TO DO: Your copy should match the records exactly, except that no pictures appear in it.

GIVEN DATA:
********

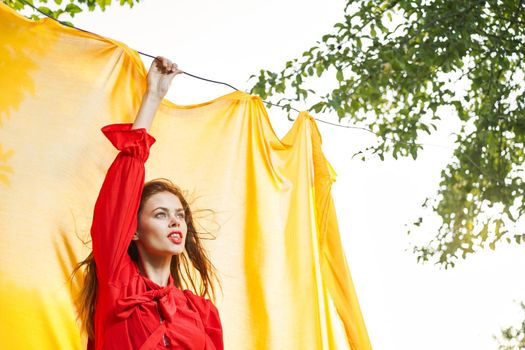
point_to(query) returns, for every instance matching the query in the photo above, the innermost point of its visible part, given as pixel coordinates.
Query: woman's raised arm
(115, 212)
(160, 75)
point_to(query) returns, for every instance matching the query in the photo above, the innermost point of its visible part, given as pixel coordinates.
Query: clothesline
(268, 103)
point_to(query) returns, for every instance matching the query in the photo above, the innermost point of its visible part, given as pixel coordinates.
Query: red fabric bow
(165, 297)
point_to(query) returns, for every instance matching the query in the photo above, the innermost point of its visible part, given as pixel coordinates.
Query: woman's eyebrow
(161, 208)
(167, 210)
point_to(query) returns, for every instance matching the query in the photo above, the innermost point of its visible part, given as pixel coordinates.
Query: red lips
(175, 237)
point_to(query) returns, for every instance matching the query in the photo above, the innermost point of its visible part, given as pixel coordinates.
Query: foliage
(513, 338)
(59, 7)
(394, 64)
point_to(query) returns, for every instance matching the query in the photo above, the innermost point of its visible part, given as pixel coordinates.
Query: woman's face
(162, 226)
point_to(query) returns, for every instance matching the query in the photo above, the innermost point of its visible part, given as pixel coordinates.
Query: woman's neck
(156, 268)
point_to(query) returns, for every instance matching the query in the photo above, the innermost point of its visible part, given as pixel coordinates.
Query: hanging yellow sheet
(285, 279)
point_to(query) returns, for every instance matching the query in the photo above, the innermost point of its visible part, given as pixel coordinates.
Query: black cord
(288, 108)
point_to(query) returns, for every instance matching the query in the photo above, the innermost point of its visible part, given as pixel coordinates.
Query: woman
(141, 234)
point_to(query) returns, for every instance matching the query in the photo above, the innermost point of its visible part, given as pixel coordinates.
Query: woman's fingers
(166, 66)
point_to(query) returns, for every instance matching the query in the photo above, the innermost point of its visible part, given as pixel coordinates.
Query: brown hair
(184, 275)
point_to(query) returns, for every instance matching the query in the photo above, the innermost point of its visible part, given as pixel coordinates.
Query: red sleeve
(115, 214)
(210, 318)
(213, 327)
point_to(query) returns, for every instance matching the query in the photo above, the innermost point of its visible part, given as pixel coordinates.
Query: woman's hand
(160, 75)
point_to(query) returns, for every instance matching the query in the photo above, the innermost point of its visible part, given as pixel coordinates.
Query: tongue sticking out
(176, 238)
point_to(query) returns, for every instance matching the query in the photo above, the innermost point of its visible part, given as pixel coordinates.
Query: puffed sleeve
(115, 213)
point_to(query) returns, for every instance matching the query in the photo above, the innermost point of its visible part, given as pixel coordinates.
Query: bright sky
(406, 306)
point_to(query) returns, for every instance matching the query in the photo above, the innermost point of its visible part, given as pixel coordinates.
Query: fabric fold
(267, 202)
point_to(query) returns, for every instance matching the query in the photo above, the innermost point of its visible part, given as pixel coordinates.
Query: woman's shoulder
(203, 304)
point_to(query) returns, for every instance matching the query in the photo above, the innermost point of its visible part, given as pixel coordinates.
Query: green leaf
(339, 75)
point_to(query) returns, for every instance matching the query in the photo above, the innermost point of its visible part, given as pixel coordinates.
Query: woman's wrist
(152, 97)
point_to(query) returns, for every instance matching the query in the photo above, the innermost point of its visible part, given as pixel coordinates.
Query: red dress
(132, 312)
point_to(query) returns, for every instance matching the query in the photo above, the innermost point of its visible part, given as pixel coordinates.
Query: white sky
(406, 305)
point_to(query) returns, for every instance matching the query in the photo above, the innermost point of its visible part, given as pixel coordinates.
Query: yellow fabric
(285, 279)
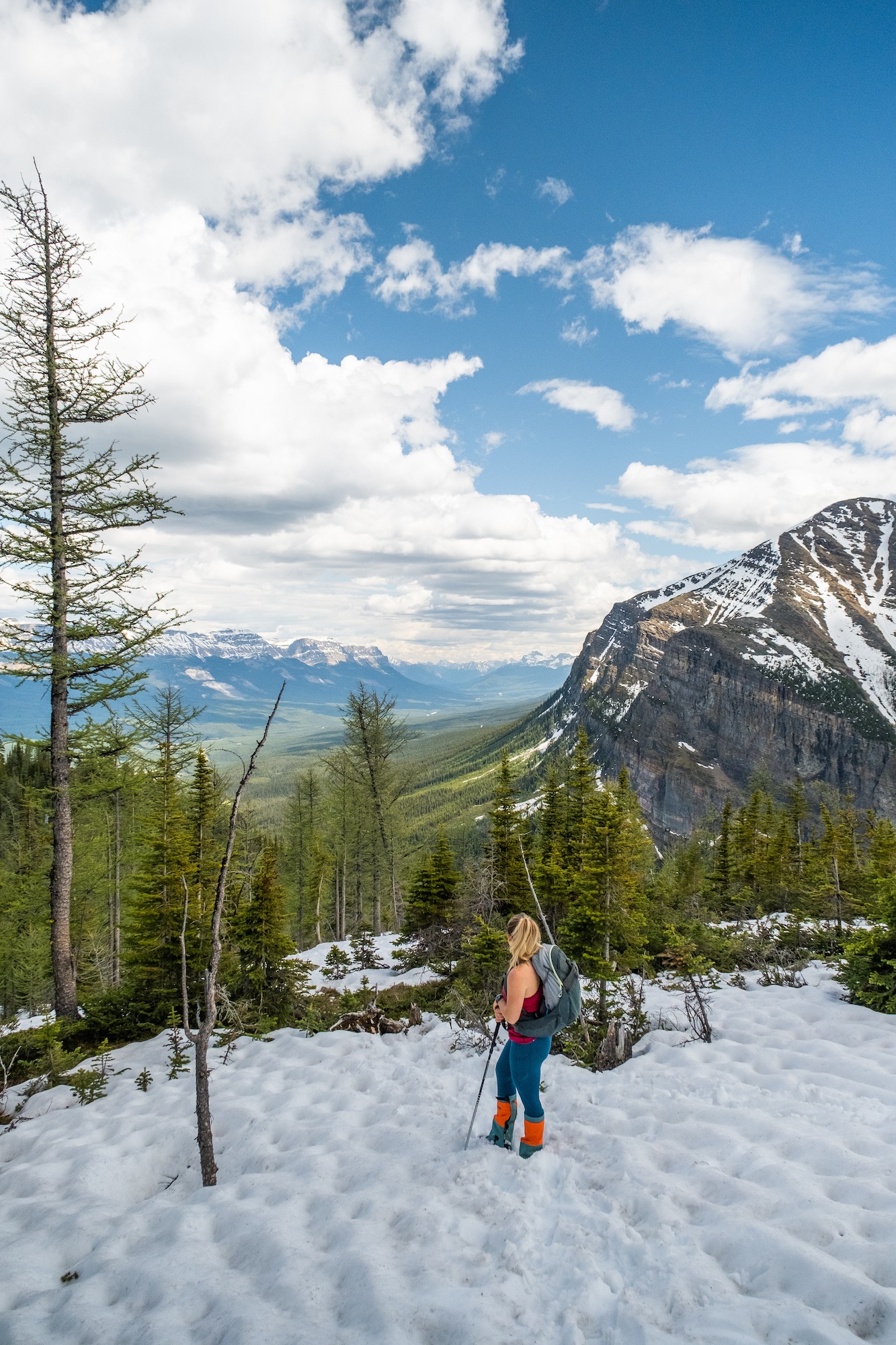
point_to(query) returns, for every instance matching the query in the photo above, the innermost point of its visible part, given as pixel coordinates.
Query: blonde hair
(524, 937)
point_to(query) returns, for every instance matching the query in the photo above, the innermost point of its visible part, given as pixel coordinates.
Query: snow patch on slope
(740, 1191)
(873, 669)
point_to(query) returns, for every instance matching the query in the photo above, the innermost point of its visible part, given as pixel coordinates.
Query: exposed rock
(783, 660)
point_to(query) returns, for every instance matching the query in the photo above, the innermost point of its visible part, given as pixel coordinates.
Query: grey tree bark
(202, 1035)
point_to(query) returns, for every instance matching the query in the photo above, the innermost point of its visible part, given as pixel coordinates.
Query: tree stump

********

TASK OUTPUT:
point_to(query) returns, for every instance matching the query in the photo above, the innermost point of its visible part, given as pixel coordinates.
Query: woman's raised arm
(115, 212)
(160, 75)
point_to(query) returns, for every instance matching the query in the photo above, the innermost point of its visible part, given as pixel coordinates.
Query: clothesline
(268, 103)
point_to(query) returns, for every instance matching the query in the photo above, the innermost point of its visible part, given as pixel coordinates.
Query: red fabric bow
(165, 297)
point_to(query) returns, for every instance matching the query in the photo above, the innermost point of its visible part, given as pixel coordinates.
Query: woman's eyebrow
(161, 208)
(167, 210)
point_to(query) returns, for every instance matching the query in the photo above, the innermost point of its visible part, given as pixel coordinates.
Query: red lips
(175, 237)
point_to(query) returns, for every instance matching the query in the photo above, the innermost point of its visible part, given as pixel coordinates.
Query: foliage
(513, 338)
(59, 7)
(394, 64)
point_to(query) returns, for every instance matching the query in the photo above, the innermost point of its visible part, given as pixel coordinates.
Query: woman's face
(162, 226)
point_to(query) returns, for every instance matching the query in the photo above, the innermost point of its visible part, given as pixel coordinates.
Query: woman's neck
(156, 268)
point_to(query) returns, for every instance matching the query in the photo above, the innermost point of its visible part, given as pixel coordinates.
Query: hanging yellow sheet
(285, 279)
point_to(query) returns, for every instance matching the query in the photo above, the innermost point of its visible part, given as pixel coordinates.
Query: black cord
(288, 108)
point_to(query) returns, for every instance matching the query in the photo above, the innermost point of its visible part, given as pixel coordinates.
Query: woman
(141, 234)
point_to(query) returns, for every instance matching the query in the photo above, the innermost point of its visible part, given as pixel coordinates.
Query: woman's fingers
(166, 66)
point_to(query) returns, for every instance matching the query in the photo above, the innermost point of its visible part, given as pixel coordinates.
Query: brown hair
(184, 275)
point_to(query) returns, for every instance matching the query in the photo above, the innermost point of its visible part, given as pixel coordinates.
Query: red sleeve
(115, 214)
(210, 318)
(213, 327)
point_to(query) returns, for every instance matching the query in the photo above, the innermost point of its visible part, given as pixel coordinates.
Query: woman's hand
(160, 75)
point_to(query) returns, for every instance matching the query in the photo above, the innermost point of its visible part, given as pixel coordinates.
Query: tongue sticking out
(176, 238)
point_to(query) returns, for every instance matching the query in the photo above, the innermost point of its visible part, given as pixel coordinates.
Query: puffed sleeve
(115, 213)
point_to(query) returns, for every instance matching the query in the photo above, the innermost point of its visible part, given as pixel coordinates.
Query: bright sky
(406, 306)
point_to(query) returns, for every instance matching the query in the photo above, the innermost point of its visible part, given as pixel coordinates.
Query: fabric fold
(267, 202)
point_to(query) returns, for every instance matching the query in the photo above, the innermost point of its visible part, given as pixel coordinates.
Query: woman's shoulder
(203, 304)
point_to(query) returns, for every instance matching the query in the photo above, the innermost point of its visible part, given as pixel coordinates.
Query: green leaf
(339, 75)
point_to(query) returns, for every instance matching the query in the photo above, the innermost point of its visible part, given as pixel coordinates.
Query: woman's wrist
(152, 97)
point_to(query) returns, for every instance matching the query in the photo above, the innermost point of its visible part, given as pixel coordinates.
Query: red dress
(132, 312)
point_to(query) returns, for every instance matching the query in the photo above, the innermost point of its visible part, given as pixel coordinates.
Query: white sky
(406, 305)
point_to(query) returns, for every instance matching the query in the photo above, the innermost point of its visible part, given as pixel coordinates.
Query: yellow fabric
(285, 279)
point_to(query) returns, for every instance matching the query in the photo above, the innermost point of its visible part, given as pixel coordinates.
Query: blonde hair
(524, 937)
point_to(query) returns, for every instance matching the query in the photo above, the innermost point of its visible part, given as pixel coordinates.
Query: snow patch on slope
(740, 1191)
(873, 669)
point_to(query) returns, for every instance matching the query in the photo above, the innermost point of its visible part, given as pixel coordinates.
Query: exposed rock
(783, 660)
point_to(query) returns, for every instance matching the query in the photo above, the innermost point of its visible part, given as pixel coordinates.
Query: grey tree bark
(202, 1035)
point_to(query) returns, for every instance matching the query in the photo above, the innermost point of its visible part, given as pixel coordinates.
Query: tree stump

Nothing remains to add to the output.